[EXCERPTED RECORDS Boundary: Start]

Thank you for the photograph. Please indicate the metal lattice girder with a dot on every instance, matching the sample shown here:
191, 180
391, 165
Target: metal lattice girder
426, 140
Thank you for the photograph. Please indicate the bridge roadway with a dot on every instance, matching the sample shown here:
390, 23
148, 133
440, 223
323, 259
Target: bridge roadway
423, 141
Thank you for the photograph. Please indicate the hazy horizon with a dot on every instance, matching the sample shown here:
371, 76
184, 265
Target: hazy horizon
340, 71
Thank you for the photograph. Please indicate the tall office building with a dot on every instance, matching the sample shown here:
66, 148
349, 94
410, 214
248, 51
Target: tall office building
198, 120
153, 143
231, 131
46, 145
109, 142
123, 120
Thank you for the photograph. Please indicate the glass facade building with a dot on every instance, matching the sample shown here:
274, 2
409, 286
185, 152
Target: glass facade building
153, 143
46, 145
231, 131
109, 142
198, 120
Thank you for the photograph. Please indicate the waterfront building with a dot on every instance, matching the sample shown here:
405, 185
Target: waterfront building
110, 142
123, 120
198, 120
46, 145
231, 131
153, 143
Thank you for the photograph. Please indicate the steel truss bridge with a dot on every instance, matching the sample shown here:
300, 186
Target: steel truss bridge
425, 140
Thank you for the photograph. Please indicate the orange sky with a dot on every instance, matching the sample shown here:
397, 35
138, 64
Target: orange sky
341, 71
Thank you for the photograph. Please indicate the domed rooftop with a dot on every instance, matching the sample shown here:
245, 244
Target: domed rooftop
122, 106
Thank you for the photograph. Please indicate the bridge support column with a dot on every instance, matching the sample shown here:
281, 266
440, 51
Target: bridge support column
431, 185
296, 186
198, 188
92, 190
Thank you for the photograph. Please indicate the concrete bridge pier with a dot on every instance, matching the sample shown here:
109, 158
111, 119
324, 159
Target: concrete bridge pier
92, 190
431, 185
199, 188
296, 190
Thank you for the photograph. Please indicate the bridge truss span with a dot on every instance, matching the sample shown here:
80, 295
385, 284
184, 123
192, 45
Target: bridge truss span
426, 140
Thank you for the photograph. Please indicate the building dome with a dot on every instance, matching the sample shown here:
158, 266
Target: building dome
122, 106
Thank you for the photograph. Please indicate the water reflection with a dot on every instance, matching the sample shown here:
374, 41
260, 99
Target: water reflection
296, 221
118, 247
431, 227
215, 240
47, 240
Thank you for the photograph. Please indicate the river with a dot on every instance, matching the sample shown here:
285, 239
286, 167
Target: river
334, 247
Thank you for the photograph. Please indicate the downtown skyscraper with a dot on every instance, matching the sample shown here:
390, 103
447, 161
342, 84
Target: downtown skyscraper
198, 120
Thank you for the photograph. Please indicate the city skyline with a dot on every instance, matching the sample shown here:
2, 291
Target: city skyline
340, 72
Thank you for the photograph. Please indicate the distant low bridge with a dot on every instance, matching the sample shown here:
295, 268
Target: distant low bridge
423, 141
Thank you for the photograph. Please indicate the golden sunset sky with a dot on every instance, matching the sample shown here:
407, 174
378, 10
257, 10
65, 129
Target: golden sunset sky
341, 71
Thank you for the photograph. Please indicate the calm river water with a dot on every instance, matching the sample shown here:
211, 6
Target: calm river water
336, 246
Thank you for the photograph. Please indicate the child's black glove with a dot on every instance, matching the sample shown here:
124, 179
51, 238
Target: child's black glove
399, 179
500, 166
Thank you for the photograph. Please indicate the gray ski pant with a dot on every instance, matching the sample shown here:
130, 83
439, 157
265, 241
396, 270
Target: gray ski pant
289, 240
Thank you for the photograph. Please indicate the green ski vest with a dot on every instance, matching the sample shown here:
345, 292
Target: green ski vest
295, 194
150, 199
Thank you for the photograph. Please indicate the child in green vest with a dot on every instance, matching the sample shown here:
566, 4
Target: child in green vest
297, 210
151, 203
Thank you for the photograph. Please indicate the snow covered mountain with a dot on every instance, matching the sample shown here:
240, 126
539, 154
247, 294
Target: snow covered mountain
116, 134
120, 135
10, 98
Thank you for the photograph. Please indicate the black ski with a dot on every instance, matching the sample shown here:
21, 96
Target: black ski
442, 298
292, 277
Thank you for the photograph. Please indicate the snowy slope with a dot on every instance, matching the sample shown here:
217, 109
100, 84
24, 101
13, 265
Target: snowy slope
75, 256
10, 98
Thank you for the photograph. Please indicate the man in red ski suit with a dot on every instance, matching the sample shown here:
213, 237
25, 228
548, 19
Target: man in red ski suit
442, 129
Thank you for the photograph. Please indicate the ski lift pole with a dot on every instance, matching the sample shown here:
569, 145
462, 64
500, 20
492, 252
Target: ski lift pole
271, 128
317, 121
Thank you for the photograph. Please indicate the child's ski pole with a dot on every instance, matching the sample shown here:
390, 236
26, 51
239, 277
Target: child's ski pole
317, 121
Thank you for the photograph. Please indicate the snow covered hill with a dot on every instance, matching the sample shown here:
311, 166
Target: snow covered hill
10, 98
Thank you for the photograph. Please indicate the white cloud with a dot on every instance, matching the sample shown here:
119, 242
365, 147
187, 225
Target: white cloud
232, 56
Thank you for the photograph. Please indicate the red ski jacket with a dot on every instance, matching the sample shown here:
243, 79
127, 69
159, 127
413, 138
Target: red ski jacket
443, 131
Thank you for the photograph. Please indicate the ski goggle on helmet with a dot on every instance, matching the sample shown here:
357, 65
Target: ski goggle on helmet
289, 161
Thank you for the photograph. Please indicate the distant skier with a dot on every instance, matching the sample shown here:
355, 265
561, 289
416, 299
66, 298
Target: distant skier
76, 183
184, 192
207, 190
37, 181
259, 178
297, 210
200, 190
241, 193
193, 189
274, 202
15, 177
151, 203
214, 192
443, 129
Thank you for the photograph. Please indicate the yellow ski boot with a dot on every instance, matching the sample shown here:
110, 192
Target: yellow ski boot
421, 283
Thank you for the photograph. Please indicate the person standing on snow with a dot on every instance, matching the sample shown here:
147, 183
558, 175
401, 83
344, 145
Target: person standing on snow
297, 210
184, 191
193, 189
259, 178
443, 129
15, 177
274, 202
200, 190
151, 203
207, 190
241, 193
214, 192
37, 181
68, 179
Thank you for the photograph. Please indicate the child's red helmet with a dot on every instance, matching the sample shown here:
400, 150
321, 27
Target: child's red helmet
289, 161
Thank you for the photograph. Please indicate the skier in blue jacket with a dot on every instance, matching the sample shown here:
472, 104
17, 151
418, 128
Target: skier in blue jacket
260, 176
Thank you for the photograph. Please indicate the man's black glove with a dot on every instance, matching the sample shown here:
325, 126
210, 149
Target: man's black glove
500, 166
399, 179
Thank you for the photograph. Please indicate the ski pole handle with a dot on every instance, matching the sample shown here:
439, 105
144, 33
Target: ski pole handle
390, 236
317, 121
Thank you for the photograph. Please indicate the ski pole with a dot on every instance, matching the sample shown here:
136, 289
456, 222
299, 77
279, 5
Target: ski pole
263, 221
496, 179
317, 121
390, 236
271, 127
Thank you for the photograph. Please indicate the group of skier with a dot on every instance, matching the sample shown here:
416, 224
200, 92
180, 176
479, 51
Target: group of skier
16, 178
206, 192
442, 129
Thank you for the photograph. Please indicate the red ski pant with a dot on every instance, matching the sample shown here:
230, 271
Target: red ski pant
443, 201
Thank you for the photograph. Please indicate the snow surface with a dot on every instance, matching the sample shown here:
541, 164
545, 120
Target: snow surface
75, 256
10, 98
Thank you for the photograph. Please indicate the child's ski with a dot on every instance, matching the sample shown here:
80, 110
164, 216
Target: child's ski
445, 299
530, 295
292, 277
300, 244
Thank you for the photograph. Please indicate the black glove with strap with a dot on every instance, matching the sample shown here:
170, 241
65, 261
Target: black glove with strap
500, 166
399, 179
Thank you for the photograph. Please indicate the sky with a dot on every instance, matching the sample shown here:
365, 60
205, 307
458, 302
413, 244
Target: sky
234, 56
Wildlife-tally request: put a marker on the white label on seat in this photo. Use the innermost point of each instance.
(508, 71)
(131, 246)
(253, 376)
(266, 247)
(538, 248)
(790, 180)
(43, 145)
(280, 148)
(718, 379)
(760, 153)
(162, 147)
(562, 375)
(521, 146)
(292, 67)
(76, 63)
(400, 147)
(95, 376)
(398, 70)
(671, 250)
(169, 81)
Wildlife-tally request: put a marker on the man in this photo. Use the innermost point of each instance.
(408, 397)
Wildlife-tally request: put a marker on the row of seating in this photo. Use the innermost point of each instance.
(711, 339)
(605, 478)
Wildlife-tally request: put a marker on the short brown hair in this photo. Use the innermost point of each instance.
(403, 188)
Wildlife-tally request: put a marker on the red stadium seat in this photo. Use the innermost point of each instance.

[EXCERPTED RECORDS Boundary: End]

* [EXERCISE INSTRUCTIONS] Would you quote, exactly and only, the lines from the one containing "Wildlife-tally request: put a marker on the man" to the end of the entries?

* [RESULT BELOW]
Wildlife-tally request: put a marker on the man in this photo. Use the innermost point of each instance.
(408, 397)
Wildlife-tally request: put a marker on the row of seating in this photo. Use the innermost point of each instance.
(711, 339)
(605, 478)
Wildlife-tally request: put a marker on the short brown hair in this photo. Use the innermost point of each instance.
(403, 188)
Wildlife-tally request: put a marker on the red stadium seat in this photo. Use the innermost point of each instance.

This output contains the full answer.